___ Records supplied

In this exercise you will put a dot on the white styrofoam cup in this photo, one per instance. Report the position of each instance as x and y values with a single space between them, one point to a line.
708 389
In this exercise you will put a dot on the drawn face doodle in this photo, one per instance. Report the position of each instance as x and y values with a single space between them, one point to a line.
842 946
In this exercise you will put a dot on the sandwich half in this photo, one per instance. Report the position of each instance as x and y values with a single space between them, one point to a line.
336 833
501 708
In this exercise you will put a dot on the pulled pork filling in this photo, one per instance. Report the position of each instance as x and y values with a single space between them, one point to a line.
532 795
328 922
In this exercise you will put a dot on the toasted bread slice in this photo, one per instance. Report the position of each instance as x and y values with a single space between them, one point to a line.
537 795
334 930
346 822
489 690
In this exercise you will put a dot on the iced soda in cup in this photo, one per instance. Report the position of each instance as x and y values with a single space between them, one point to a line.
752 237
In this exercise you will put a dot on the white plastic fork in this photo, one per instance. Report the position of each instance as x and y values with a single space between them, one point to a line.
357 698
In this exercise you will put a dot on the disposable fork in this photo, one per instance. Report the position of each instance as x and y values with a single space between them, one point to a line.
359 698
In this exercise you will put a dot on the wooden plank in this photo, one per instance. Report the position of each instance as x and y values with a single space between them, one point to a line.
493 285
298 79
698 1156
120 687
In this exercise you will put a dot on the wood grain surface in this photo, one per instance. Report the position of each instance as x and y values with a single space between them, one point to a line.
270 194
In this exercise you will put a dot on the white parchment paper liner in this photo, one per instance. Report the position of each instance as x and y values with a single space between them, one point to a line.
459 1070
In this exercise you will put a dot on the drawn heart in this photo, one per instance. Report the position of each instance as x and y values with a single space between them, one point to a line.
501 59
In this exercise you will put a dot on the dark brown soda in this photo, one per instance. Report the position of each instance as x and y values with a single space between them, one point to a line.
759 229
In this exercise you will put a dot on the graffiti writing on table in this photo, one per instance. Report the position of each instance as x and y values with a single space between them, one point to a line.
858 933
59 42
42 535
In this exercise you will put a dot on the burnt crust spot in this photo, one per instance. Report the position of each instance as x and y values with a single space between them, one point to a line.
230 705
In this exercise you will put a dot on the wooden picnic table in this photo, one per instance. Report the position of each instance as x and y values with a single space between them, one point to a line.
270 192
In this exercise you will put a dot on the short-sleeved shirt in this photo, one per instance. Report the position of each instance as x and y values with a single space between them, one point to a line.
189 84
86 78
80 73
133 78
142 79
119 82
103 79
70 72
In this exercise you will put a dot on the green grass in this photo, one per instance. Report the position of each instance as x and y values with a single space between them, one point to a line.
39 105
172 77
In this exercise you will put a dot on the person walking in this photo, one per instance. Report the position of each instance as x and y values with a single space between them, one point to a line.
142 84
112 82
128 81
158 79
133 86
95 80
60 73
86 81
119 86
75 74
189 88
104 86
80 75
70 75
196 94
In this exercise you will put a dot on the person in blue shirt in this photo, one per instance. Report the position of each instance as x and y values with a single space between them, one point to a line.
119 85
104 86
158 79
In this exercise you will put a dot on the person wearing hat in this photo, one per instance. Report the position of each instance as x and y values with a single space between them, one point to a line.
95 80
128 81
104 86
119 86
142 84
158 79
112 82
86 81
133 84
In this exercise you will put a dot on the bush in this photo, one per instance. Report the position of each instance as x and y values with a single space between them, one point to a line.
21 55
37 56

______

Exactly and only the lines from the one containing "the person in" through the end of the material are to be reproduced, both ends included.

[Finished task]
In this exercise you will put a dot on the person in blue shirt in this photo, one per instance. Report the position of each instance as x and y values with a single space between them, one point to a line.
119 85
104 86
158 79
In this exercise you will put a dot on the person wearing hat in this photo, one per instance. Report the position of each instance as x and y values with a single space between them, one point to a line.
95 80
128 81
104 86
119 86
142 84
158 79
112 82
86 81
133 84
In this exercise you will put a dot on the bush in this photo, one per instance. Report the position of each instance as x and y values with a single space between them, one point to a line.
21 55
37 56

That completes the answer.